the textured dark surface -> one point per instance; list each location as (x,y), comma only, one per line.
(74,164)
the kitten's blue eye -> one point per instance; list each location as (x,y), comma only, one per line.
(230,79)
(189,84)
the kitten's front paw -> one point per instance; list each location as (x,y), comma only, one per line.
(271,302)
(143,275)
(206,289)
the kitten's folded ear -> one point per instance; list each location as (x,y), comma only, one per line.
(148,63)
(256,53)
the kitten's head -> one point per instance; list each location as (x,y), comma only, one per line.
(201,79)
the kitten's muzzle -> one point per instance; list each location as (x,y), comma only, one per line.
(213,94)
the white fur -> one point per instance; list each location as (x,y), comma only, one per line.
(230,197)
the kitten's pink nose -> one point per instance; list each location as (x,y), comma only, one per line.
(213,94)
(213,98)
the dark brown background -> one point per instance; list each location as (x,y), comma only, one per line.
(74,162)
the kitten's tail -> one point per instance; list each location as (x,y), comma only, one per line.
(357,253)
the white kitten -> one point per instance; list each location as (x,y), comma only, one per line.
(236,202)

**Exercise directions:** Everything in the listing should be transcribed exactly.

**Exercise answer:**
the textured dark surface -> one point per instance; list each location as (x,y), comma only, one per line.
(74,164)
the kitten's blue eye -> one point per instance; list each location as (x,y), comma only, one per line.
(230,79)
(189,84)
the kitten's front paw -> one point per instance; list each location as (x,y), comma only, one per line.
(271,302)
(143,275)
(206,289)
the kitten's folded ear -> one point per instance; list each location as (x,y), comma only, one per line.
(148,63)
(256,53)
the kitten's head -> one point per instance; list each location as (x,y), comma only, one per line.
(201,79)
the kitten's muzzle -> one point per instance; list each location as (x,y), comma only, one per line.
(213,94)
the white fur -> one point per instance; list each location as (x,y), comma only, one per line.
(230,197)
the kitten's pink nose -> one point per instance; list each location as (x,y), comma only, one per line.
(213,94)
(213,98)
the dark brown background -> one point per instance; list each location as (x,y), comma only, one per line.
(74,162)
the kitten's tail -> one point per instance; list each location as (x,y), comma only, one per line.
(357,253)
the white kitten -> one point per instance; list each location as (x,y), comma only, one per line.
(236,202)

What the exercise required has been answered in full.